(Data extract)

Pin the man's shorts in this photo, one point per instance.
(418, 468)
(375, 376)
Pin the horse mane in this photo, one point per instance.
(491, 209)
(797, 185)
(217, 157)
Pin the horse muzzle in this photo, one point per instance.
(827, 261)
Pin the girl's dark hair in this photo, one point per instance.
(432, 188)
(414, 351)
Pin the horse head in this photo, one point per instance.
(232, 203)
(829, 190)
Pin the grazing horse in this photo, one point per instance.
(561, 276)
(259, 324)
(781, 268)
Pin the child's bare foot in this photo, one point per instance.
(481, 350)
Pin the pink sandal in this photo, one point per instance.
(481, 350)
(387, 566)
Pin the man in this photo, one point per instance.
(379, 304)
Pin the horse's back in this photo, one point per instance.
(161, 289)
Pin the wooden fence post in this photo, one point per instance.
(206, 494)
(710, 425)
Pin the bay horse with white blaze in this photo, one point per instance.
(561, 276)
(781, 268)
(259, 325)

==

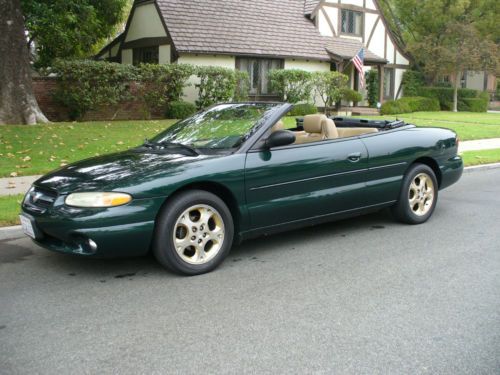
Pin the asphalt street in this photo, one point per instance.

==

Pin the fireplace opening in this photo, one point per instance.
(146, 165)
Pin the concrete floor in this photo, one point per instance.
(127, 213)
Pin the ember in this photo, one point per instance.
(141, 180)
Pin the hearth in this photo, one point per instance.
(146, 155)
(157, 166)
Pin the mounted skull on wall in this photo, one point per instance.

(Task)
Reproduce, word for word, the data beginning with the line that contains "Pin the concrete" and running through the line that contains "Pin the mounted". Include both of those lines.

(Reply)
Pin the concrete floor in this photo, one point per instance.
(127, 213)
Pin the ember in this photo, one point per instance.
(141, 180)
Pin the hearth in this photo, one point per instance.
(146, 155)
(157, 166)
Pin the mounted skull on wall in this photo, one point per instance.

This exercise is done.